◆ Work instructions:
Give back the full listing exactly, setting the pictures aside.

(Data for the task Opens)

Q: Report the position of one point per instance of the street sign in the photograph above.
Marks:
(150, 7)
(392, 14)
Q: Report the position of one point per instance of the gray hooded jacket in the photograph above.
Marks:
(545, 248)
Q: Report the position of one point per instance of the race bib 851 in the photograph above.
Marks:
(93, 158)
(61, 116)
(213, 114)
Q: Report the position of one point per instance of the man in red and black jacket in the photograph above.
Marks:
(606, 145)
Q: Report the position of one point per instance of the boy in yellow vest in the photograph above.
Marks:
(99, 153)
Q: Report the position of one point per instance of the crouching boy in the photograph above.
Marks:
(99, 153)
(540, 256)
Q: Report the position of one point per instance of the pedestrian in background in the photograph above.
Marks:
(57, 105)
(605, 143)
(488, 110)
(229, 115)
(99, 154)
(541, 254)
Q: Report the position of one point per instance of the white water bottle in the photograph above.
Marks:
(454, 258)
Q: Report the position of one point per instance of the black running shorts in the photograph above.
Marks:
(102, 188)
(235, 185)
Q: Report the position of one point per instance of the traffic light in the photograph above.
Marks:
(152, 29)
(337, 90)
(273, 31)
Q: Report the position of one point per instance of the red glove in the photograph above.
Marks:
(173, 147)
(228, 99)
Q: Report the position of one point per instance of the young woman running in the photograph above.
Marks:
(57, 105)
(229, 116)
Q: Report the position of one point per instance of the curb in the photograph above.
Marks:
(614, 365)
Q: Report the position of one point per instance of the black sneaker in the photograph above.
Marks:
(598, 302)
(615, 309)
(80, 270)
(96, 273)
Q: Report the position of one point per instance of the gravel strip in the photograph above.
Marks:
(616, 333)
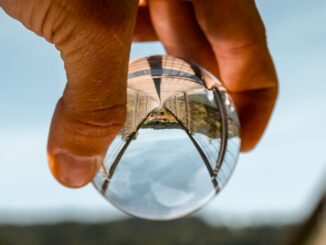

(Data for the task Closes)

◆ Worked solution:
Q: Report the position of one point per instance of the street sign in the photograph above.
Marks:
(150, 7)
(392, 14)
Q: Report the position of one point per instance of the gray hooded jacket in the photograph above.
Marks:
(545, 248)
Q: Report the position of one point per instance of the race bib 851 in the photograph above.
Marks:
(93, 158)
(61, 116)
(213, 114)
Q: Report the position of one point per instance of the man in red and black jacket in the photograph above.
Marks:
(606, 145)
Q: Report the position of one point per instance of the boy in yellow vest in the photograph above.
Marks:
(99, 153)
Q: Report the position of one point per instance of the crouching boy in the photograph above.
Marks:
(99, 153)
(540, 256)
Q: Report the position of one point per instance of the pedestrian in background in the photograph above.
Marks:
(57, 105)
(605, 143)
(488, 110)
(229, 115)
(99, 154)
(541, 254)
Q: Report the position of one point per instance of the white water bottle in the photograph above.
Marks:
(454, 258)
Q: Report the position of one point per instance of the black running shorts in the photograph above.
Marks:
(102, 188)
(235, 185)
Q: Report the position of one point per instance of the traffic light in the photograph above.
Marks:
(152, 29)
(337, 90)
(273, 31)
Q: Report the position of one point per instance of the red glove in the photograph above.
Marks:
(173, 147)
(228, 99)
Q: Report the position of one point per instance of the young woman running in the photograph above.
Marks:
(57, 105)
(229, 116)
Q: Report the position of one point per instance of the curb in the photograph above.
Marks:
(614, 365)
Q: Report the position of one point per instance of the black sneaker in the photograph above.
Marks:
(598, 302)
(615, 309)
(80, 270)
(96, 273)
Q: Report the position of one point per instance of the gravel strip in the photograph above.
Marks:
(616, 333)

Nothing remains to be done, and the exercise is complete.